_TASK A_.
For each statement below, decide whether it agrees with the report on coronavirus testing. Answer yes or no, and quote the words of the text that settle it.
(i) Mass testing started in Liverpool earlier this month.
(ii) The site of the Scottish megalab has already been confirmed.
(iii) The NHS plans to open its new long Covid clinics in Scotland.
_TASK B_. List every effect of long Covid that the report on coronavirus testing names.

_TEXT FOR ANALYSIS_.
It is the latest in a series of new schemes to improve the UK’s testing system, after mass testing in various areas across the country was hailed as a way out of the crisis, after the initiative got under way in Liverpool earlier this month.
Scotland’s health secretary Jeane Freeman called the Scottish lab an ‘important step in our fight against the virus’.
A British Army soldier hands a member of the public a swab in Liverpool, where mass testing has begun (Picture: AFP)
She added: ‘The location of the megalab in Scotland is still to be confirmed and we are working closely with our counterparts in the UK Government on this.’
Throughout the pandemic, question have been raised about the reliability of government data on testing and capacity.
Bold targets were set for the number of daily tests to achieve but ministers were accused of switching being actual test numbers and capacity when explaining if those goals had been reached.
Many also asked why capacity was not being hit when there was huge demand for tests.
Laboratory technicians wearing full PPE conduct a ‘sample transfer’ of live samples taken from coronavirus tests, at a hospital in Glasgow (Picture: AFP)
But the Government insists the new labs will increase result time turnaround and capacity.
Meanwhile, the NHS announced it is to set up more than 40 specialists clinics in England for those suffering with the long-term effects of coronavirus.
The 43 clinics will bring together doctors, nurses, therapists and other NHS staff to assess those experiencing so-called long Covid, which can cause continuing fatigue, brain fog, breathlessness and pain.

_Saved entries_.
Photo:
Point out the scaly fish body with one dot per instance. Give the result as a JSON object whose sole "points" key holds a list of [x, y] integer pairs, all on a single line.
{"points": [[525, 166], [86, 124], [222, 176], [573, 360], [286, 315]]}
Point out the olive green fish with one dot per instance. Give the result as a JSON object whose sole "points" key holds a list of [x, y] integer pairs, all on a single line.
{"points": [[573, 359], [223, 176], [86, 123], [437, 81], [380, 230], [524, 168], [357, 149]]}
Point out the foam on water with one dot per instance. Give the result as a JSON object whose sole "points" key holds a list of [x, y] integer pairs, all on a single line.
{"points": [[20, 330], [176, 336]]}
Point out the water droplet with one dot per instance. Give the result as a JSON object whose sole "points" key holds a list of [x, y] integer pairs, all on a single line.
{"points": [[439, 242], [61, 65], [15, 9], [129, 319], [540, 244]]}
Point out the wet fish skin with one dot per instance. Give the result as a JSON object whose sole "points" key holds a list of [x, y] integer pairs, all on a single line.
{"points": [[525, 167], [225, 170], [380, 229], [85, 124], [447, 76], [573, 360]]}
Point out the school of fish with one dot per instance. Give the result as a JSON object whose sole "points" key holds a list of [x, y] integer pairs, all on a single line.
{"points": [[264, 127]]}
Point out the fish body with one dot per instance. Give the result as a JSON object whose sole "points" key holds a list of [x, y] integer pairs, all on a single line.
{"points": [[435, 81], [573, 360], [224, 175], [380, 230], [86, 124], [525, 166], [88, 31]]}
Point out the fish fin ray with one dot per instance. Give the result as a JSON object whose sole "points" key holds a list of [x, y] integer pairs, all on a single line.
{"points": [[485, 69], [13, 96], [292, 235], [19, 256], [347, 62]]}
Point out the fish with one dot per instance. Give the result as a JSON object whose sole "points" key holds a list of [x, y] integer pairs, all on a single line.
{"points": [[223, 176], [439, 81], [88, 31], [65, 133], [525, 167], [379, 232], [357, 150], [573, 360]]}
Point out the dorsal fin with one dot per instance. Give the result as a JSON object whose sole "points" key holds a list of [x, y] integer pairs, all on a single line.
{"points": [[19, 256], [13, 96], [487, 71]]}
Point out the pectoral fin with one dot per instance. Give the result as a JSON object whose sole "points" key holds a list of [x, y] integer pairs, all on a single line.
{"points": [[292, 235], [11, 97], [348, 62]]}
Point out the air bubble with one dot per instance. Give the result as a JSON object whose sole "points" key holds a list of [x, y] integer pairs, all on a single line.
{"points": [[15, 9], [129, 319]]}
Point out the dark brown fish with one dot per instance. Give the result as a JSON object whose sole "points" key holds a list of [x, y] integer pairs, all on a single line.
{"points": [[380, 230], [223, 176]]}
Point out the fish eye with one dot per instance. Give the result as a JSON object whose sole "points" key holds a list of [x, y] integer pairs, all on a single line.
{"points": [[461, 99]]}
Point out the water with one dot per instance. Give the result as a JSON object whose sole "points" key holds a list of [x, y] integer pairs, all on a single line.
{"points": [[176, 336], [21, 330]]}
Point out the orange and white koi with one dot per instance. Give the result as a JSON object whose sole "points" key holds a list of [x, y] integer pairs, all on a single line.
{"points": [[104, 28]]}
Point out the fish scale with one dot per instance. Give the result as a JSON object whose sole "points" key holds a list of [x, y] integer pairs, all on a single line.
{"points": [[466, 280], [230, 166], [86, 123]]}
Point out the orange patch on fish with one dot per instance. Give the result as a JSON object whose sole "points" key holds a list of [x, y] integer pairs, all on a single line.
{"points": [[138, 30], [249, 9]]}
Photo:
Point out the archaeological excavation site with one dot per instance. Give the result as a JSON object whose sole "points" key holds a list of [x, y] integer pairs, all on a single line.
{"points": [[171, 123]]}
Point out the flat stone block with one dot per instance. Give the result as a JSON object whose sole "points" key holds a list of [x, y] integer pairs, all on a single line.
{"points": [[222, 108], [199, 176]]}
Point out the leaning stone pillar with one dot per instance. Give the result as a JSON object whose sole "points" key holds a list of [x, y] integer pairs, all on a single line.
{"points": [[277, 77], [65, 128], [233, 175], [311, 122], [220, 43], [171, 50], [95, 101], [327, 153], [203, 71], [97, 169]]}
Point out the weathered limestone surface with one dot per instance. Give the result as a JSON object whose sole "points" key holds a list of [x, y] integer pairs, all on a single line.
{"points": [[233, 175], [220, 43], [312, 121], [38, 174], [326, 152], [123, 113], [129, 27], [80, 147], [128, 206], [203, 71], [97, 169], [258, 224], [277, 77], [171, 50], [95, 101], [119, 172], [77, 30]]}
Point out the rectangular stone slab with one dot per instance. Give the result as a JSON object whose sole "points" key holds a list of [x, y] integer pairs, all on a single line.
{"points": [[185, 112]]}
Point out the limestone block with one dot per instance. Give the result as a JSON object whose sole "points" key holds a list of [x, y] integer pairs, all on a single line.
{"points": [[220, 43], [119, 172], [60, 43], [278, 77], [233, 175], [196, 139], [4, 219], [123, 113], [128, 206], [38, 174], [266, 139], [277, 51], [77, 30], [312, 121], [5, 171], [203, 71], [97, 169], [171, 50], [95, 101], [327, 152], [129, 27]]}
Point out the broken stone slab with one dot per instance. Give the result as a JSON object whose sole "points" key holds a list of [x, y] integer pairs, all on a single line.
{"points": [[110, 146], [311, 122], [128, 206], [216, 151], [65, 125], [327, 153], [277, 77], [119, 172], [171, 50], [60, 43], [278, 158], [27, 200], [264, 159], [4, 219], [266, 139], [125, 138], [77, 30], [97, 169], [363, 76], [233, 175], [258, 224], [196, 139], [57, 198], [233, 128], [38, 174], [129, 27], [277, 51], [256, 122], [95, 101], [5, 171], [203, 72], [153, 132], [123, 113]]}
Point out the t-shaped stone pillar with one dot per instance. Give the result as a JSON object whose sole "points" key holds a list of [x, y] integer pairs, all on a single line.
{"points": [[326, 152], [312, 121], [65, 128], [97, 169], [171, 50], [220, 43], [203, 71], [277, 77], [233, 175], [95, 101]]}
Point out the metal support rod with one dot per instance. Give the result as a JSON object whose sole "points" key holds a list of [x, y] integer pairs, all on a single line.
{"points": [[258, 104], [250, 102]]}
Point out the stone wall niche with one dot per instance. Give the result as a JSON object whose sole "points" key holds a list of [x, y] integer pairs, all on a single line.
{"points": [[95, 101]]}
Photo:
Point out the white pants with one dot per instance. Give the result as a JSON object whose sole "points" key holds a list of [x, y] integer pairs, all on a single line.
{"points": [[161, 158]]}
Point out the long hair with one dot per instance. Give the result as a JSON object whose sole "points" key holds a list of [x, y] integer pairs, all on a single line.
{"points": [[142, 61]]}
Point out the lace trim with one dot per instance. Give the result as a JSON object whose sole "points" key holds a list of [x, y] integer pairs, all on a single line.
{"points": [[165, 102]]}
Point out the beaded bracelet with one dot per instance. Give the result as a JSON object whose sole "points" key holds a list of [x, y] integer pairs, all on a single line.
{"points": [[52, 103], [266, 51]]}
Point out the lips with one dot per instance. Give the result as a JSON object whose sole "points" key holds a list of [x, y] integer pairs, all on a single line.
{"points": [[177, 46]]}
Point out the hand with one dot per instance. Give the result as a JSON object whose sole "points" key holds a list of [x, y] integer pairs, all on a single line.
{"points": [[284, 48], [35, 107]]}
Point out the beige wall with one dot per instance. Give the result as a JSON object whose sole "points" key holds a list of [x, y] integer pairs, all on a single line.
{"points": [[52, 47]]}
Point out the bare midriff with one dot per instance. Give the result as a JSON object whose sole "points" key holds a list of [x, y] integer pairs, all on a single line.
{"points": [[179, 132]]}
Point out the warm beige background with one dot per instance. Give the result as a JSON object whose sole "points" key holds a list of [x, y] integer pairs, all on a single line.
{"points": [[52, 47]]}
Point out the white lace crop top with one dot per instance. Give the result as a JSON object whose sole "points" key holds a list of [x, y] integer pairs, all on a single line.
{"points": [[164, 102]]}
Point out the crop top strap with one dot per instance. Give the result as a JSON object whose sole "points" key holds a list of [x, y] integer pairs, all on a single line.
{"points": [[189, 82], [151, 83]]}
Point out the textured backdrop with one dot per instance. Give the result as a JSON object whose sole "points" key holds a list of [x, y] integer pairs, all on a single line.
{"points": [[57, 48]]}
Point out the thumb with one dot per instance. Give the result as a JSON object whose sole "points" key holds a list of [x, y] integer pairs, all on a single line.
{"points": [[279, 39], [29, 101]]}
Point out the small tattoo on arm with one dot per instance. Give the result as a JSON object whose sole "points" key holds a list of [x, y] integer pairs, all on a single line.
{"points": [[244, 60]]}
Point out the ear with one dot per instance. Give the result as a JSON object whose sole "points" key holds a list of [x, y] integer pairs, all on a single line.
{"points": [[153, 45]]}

_WRITTEN ANSWER A_.
(i) Yes: "after the initiative got under way in Liverpool earlier this month."
(ii) No: "The location of the megalab in Scotland is still to be confirmed"
(iii) No: "the NHS announced it is to set up more than 40 specialists clinics in England"

_WRITTEN ANSWER B_. continuing fatigue, brain fog, breathlessness, pain